» Textauszug:
○ ○ ○ ○ ○ ○ ○
Mit der Ermöglichung der isolierten Abstammungsklärung zwischen Personen, die nicht durch ein rechtliches Eltern-Kind-Verhältnis verbunden sind, geht zudem die Gefahr einher, dass Abstammungsuntersuchungen „ins Blaue“ hinein erfolgen. Die genannten Grundrechtsbeeinträchtigungen könnten daher eine erhebliche personelle Streubreite entfalten. Bei der Klärung nach § 1598a BGB, also innerhalb der rechtlichen Familie, besteht diese Gefahr nicht, weil der Kreis der Berechtigten und Verpflichteten hier auf die Mitglieder der rechtlichen Familie beschränkt ist. Dieses Regulativ entfällt aber, wenn wie in der vorliegenden Konstellation zwangsläufig auch Außenstehende als Verpflichtete einbezogen werden.
○ ○ ○ ○ ○ ○ ○
» Gespeicherte Daten:
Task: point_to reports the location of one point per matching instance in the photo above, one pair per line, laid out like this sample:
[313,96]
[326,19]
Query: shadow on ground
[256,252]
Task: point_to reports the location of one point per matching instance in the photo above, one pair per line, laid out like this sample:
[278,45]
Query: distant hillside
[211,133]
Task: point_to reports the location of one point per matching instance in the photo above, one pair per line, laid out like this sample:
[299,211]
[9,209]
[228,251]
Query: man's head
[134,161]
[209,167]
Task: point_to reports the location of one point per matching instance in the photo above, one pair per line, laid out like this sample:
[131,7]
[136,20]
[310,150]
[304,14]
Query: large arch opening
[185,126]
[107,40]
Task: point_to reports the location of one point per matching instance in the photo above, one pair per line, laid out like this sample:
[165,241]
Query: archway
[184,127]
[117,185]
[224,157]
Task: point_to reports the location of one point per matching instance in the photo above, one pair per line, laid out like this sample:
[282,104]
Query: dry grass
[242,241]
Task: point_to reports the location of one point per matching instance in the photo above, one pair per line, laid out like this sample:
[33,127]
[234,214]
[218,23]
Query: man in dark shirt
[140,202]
○ ○ ○ ○ ○ ○ ○
» Zu bearbeitende Aufgaben:
a – Warum besteht laut dem Textauszug zur Abstammungsklärung bei der Klärung nach § 1598a BGB keine Gefahr von Abstammungsuntersuchungen „ins Blaue“?
b – Schreiben Sie aus dem Textauszug zur Abstammungsklärung den Abschnitt von „Mit der Ermöglichung“ bis „Verpflichtete einbezogen werden.“ wortgetreu ab.

» Lösungen je Aufgabe:
a – Dort ist der Kreis der Berechtigten und Verpflichteten auf die Mitglieder der rechtlichen Familie beschränkt.

b –
Mit der Ermöglichung der isolierten Abstammungsklärung zwischen Personen, die nicht durch ein rechtliches Eltern-Kind-Verhältnis verbunden sind, geht zudem die Gefahr einher, dass Abstammungsuntersuchungen „ins Blaue“ hinein erfolgen. Die genannten Grundrechtsbeeinträchtigungen könnten daher eine erhebliche personelle Streubreite entfalten. Bei der Klärung nach § 1598a BGB, also innerhalb der rechtlichen Familie, besteht diese Gefahr nicht, weil der Kreis der Berechtigten und Verpflichteten hier auf die Mitglieder der rechtlichen Familie beschränkt ist. Dieses Regulativ entfällt aber, wenn wie in der vorliegenden Konstellation zwangsläufig auch Außenstehende als Verpflichtete einbezogen werden.